(Tasks to complete)
1 > In the climate strategy article, what do many companies apply when making capital investment decisions to test how sensitive those decisions are to changes in the carbon price?
2 > Please quote the rows from their first line through the line containing "[55,103,119,108]", both included, and leave the pictures out.

(Document segment)
By Dr Rory Sullivan

Companies need to respond to climate change – both mitigation (emissions reductions) and adaptation – as a strategic business concern, not simply as an operational issue. From an investment perspective, the ultimate test of a company’s climate change strategy is the extent to which it protects the business over the short-, medium and long-term, through maximising upside opportunities and minimising downside risks.

When we look at those companies that have gone furthest in integrating climate change into their business strategies, it is clear that these companies’ senior management have provided the vision, leadership and direction required to drive the business forward. The senior managers and directors of the companies have a number of characteristics in common:

  • They have a clear understanding of how climate change may affect their business (through regulation, litigation, physical impacts, etc.), over the short-, medium- and long-term.
  • They know what systems and processes the company has in place to respond to climate change, and have a very clear sense of the company’s strengths and weaknesses in this regard.
  • They understand what current best practice among the company’s peers looks like, and how their company compares.
  • They have communicated their personal commitment to action on climate change to their employees and to relevant external stakeholders.
  • They ensure that appropriate risk management systems and processes are in place to protect the company against the consequences of climate change.
  • They ensure that the company’s objectives and strategy are properly aligned with its climate change commitments (and vice-versa!).
  • They ensure that climate change-related risks and opportunities are properly considered in the company’s strategic planning processes and capital expenditures For example, many apply a ‘shadow price of carbon’ when making capital investment decisions to assess the sensitivity of their decisions to changes in the carbon price.  
  • They ensure that key individuals within the organisation are appropriately incentivised to ensure that the organisation’s climate change objectives are met.
  • They immediately and personally react in the event that climate change impacts on the business.

(Raw data)
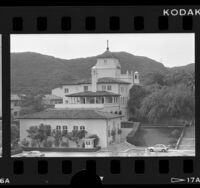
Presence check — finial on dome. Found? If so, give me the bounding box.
[106,40,109,51]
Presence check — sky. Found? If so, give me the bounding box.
[11,33,195,67]
[0,35,2,117]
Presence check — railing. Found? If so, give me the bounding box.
[55,103,119,108]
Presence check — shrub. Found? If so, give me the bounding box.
[117,129,122,134]
[62,130,68,137]
[43,140,53,148]
[21,138,30,147]
[88,134,99,147]
[31,140,37,148]
[61,141,69,148]
[54,139,60,147]
[171,129,180,137]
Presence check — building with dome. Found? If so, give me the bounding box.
[19,42,140,148]
[52,41,140,120]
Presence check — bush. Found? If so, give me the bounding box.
[31,140,37,148]
[171,129,180,137]
[21,138,30,147]
[61,141,69,148]
[43,140,53,148]
[54,139,60,147]
[117,129,122,134]
[88,134,99,147]
[62,130,68,137]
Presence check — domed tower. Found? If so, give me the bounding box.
[96,41,121,78]
[91,66,98,92]
[133,71,140,84]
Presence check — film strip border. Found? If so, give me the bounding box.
[0,158,199,185]
[0,6,200,33]
[0,6,200,184]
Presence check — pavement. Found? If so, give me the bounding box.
[12,127,195,157]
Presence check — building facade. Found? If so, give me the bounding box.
[52,44,140,120]
[20,109,122,148]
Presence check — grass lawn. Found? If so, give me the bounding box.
[127,127,183,147]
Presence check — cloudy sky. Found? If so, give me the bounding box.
[11,34,195,67]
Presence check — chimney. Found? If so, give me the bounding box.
[91,66,97,92]
[133,71,140,84]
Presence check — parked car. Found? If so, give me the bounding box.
[22,151,45,157]
[147,144,169,152]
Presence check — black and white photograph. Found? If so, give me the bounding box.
[10,33,195,157]
[0,34,2,157]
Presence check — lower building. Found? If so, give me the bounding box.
[19,109,123,148]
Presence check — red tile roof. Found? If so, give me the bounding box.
[63,77,130,85]
[18,109,122,119]
[97,50,117,59]
[66,91,120,97]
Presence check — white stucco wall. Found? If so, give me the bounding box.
[20,119,109,148]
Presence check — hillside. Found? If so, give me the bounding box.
[11,52,194,93]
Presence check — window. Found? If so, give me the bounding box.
[102,85,106,91]
[85,141,90,145]
[107,85,112,91]
[63,125,67,130]
[73,126,78,131]
[13,112,17,116]
[65,88,69,93]
[83,86,88,91]
[56,125,61,130]
[80,126,85,130]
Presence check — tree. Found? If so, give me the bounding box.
[128,85,147,119]
[139,84,195,123]
[144,71,165,86]
[52,130,62,147]
[11,125,19,148]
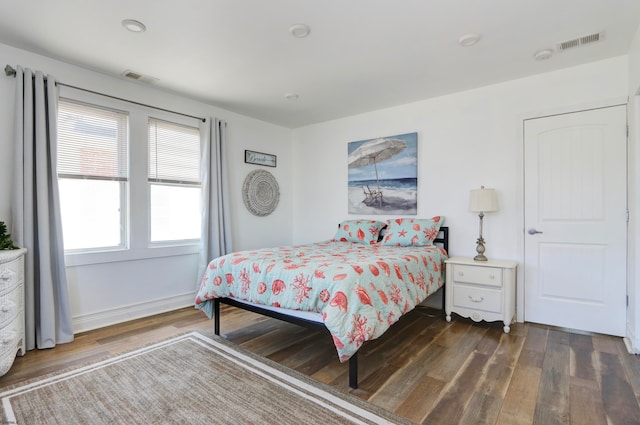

(The replies)
1 > A 'shadow price of carbon'.

2 >
Presence check — finial on dome. Found? If so, give me the bounding box.
[106,40,109,51]
Presence check — sky. Found? If so, give me the bounding box.
[11,33,195,67]
[0,35,2,117]
Presence check — railing. Found? If so, give me the bounding box.
[55,103,119,108]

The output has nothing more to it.